- [Raw data]
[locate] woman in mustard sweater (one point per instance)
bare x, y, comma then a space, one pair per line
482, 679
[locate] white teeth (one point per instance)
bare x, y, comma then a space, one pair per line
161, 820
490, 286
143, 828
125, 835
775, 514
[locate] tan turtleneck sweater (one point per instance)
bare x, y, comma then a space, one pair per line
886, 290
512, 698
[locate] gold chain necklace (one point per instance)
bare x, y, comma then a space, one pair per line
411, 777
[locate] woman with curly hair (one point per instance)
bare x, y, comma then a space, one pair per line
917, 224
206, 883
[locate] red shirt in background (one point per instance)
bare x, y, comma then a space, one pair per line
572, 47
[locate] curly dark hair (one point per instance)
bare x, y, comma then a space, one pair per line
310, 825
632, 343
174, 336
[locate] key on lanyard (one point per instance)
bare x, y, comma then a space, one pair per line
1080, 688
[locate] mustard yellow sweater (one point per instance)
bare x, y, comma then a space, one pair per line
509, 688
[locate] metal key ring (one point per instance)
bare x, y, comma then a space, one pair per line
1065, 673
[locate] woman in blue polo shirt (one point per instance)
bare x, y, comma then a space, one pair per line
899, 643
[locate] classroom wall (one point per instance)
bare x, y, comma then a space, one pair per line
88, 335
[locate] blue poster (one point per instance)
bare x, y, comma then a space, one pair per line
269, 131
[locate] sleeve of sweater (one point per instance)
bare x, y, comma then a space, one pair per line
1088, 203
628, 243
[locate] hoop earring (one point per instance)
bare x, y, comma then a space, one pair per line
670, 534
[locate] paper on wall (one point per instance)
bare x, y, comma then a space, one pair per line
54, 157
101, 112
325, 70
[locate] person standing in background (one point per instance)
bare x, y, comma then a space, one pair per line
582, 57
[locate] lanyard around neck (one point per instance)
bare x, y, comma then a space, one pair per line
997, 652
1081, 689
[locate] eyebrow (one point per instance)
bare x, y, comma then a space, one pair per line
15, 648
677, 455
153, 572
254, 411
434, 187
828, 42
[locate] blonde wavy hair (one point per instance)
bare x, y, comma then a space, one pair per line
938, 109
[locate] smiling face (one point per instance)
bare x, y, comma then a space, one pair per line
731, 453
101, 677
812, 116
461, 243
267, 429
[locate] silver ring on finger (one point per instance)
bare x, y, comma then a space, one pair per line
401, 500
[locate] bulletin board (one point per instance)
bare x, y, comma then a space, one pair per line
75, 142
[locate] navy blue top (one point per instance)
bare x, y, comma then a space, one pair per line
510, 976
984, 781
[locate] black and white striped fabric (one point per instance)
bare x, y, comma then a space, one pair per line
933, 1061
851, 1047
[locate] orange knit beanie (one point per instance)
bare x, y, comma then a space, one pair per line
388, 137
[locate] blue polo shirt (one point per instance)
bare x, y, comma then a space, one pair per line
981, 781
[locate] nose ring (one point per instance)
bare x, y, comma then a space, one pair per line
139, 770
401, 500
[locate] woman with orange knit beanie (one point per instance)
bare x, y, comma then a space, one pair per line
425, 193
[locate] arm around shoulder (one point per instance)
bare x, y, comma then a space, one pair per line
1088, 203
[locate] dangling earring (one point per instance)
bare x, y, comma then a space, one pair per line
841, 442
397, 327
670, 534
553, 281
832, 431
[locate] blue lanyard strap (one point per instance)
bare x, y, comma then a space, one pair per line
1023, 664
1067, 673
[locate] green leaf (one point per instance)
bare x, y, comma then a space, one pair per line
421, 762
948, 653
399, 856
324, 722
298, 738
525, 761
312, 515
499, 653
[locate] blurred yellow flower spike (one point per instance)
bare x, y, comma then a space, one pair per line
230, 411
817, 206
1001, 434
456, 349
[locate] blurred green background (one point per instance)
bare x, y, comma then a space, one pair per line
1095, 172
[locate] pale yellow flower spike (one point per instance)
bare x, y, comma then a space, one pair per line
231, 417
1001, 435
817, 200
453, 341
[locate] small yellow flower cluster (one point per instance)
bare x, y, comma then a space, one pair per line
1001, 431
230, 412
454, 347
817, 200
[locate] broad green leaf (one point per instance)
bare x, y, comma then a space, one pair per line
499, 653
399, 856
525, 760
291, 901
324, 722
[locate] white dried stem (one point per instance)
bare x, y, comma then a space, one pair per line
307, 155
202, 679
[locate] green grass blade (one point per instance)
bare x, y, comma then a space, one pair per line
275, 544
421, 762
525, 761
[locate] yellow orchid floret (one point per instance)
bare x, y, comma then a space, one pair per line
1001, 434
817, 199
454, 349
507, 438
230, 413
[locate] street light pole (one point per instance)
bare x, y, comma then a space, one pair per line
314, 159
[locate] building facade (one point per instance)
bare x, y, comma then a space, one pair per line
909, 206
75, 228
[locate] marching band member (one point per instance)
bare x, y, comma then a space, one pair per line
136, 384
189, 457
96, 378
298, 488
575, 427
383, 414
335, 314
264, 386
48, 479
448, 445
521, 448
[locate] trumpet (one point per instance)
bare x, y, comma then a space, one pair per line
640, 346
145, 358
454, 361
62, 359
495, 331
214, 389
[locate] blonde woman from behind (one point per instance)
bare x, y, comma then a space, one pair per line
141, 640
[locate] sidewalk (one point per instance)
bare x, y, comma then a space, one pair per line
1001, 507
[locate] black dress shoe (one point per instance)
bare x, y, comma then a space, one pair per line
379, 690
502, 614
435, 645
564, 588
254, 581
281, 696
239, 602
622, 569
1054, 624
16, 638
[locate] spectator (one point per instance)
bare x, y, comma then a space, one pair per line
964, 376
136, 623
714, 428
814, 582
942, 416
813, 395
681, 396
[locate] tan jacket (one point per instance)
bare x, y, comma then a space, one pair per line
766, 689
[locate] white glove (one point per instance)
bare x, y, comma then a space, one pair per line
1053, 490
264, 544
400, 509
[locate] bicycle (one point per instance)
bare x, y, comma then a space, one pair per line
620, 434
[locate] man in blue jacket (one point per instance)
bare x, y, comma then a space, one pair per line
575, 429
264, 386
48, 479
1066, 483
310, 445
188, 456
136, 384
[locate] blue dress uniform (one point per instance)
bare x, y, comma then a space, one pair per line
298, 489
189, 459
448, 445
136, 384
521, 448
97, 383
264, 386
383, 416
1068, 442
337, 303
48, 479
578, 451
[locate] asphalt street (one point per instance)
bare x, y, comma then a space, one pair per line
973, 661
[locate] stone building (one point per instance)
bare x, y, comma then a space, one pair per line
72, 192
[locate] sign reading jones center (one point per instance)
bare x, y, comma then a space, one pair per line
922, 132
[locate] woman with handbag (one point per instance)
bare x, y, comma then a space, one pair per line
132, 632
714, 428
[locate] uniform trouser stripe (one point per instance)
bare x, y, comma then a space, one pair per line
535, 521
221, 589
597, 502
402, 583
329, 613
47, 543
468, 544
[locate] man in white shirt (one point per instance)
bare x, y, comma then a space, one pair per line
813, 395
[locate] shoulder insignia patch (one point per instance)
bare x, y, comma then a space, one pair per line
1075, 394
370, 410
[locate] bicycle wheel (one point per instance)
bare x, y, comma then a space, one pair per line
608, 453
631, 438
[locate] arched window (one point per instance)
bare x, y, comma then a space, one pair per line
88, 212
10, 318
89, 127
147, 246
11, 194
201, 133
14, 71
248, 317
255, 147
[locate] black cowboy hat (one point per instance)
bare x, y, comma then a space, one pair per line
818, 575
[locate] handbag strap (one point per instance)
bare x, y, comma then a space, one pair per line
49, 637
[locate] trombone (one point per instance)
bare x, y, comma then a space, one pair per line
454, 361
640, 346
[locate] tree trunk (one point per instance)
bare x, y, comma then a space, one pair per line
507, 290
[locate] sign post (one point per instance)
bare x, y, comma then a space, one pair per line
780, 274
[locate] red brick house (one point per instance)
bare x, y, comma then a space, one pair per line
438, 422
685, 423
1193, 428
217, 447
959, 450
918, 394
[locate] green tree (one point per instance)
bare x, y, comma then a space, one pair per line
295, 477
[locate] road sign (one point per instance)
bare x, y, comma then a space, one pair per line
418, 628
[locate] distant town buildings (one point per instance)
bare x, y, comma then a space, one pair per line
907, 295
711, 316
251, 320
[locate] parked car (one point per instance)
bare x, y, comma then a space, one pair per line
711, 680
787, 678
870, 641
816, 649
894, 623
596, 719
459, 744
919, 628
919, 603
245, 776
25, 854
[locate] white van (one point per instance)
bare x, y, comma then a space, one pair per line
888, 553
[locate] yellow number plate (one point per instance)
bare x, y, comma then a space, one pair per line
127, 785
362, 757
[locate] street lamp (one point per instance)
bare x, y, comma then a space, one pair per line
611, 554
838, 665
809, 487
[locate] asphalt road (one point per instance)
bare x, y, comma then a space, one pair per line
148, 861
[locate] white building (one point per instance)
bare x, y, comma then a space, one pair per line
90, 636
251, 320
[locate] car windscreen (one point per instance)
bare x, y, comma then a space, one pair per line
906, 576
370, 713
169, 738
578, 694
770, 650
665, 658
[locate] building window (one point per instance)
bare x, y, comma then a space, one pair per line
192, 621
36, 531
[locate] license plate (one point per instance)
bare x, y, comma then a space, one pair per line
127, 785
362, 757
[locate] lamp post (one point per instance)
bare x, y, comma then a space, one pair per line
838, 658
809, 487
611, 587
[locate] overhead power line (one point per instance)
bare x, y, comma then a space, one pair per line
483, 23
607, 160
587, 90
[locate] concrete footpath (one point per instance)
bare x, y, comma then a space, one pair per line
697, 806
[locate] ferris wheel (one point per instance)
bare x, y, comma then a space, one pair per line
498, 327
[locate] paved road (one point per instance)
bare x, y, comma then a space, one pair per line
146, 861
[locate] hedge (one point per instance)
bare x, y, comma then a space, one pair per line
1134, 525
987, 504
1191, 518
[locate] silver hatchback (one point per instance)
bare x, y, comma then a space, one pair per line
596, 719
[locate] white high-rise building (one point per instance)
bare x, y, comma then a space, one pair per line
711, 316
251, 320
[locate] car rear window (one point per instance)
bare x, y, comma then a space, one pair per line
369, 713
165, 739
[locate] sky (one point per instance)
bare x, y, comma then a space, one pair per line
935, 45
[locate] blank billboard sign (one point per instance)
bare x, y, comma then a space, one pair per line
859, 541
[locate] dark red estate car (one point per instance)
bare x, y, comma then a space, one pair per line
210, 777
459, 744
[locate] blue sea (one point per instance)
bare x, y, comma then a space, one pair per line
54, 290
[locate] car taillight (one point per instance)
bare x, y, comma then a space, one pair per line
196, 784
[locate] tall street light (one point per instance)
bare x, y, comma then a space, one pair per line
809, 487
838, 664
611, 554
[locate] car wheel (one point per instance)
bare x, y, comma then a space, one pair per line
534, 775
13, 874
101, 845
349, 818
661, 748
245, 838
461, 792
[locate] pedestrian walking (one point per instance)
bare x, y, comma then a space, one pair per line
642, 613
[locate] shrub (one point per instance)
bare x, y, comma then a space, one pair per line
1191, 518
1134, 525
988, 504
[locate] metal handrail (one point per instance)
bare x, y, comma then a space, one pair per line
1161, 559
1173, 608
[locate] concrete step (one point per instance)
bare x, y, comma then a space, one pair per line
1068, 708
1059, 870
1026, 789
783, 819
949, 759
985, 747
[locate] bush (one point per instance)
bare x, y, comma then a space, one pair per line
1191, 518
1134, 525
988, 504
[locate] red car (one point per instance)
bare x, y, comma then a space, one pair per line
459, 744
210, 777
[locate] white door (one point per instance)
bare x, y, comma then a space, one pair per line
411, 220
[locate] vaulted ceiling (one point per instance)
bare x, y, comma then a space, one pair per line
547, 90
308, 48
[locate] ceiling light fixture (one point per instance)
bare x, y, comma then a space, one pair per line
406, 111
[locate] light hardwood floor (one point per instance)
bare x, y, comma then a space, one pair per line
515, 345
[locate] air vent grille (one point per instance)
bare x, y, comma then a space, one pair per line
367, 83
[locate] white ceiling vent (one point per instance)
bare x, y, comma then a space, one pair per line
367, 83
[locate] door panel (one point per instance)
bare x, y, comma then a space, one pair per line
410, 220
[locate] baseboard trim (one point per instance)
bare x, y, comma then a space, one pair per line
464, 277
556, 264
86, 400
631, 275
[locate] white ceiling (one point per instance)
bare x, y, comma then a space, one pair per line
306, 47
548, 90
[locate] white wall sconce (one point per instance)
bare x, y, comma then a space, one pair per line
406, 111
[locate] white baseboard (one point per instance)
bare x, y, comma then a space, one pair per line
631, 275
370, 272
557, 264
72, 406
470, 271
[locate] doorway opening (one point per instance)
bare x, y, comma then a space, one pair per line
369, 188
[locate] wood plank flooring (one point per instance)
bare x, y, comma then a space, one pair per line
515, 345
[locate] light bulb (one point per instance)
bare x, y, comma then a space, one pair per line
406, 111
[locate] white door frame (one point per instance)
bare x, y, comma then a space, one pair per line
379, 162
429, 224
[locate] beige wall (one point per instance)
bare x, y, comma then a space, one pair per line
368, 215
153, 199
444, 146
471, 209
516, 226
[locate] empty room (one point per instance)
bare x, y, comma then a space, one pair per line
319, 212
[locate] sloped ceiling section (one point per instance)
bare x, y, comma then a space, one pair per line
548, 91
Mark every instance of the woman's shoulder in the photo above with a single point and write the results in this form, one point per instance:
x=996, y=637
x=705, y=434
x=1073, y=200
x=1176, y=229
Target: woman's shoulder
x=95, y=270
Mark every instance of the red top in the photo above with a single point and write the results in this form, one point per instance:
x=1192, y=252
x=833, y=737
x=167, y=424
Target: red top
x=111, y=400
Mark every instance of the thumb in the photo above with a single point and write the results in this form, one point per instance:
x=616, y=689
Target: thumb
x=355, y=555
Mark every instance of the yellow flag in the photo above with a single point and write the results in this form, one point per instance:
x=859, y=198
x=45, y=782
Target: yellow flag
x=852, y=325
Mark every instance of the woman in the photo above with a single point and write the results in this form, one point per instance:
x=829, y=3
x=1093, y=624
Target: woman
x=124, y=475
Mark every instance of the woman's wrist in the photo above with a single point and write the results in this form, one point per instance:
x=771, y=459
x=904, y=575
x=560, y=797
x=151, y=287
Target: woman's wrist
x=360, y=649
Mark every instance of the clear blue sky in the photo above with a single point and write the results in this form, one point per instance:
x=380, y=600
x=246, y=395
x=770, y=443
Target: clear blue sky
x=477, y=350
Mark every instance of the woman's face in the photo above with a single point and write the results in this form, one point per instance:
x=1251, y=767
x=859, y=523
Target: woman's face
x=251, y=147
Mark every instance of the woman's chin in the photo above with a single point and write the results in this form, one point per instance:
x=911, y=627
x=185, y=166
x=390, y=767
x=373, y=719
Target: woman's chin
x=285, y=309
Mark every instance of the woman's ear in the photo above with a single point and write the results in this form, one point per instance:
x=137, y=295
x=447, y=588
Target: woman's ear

- [Aim of the task] Go through the material above line by line and tally each one holding "ceiling"; give the tally and nothing else.

- [Your response] 5